** Records supplied **
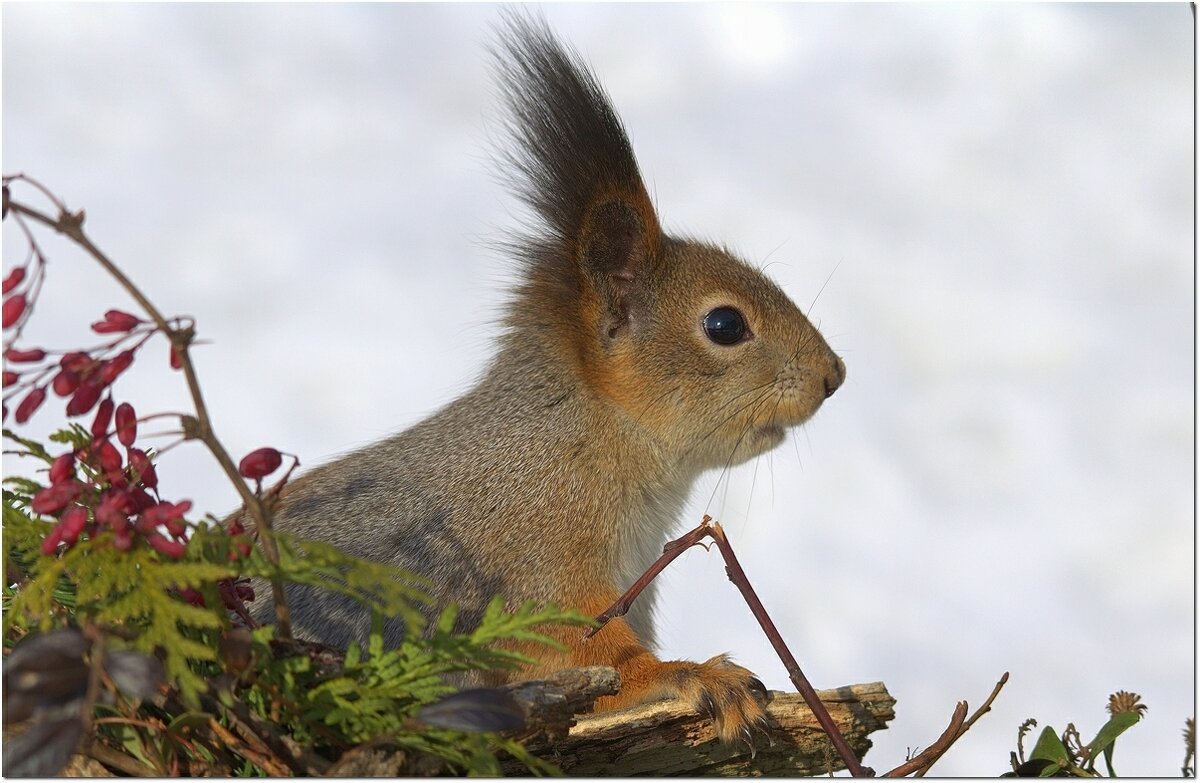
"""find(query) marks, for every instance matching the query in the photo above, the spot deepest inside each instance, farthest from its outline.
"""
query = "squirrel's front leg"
(718, 687)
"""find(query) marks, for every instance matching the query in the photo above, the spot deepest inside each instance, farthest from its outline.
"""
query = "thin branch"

** Objective **
Print every record above verbatim, omitting the pictures.

** Complete answer **
"""find(query) marks, for every instance matching the query in the photo above, the spot deepest inside each instance, farthest from its outline.
"""
query = "squirrel's front leg"
(718, 687)
"""find(query) marks, for every instance matching the query in the photo above, the spot deepest inside each instance, farthest from its outline.
"""
query = "thin branch"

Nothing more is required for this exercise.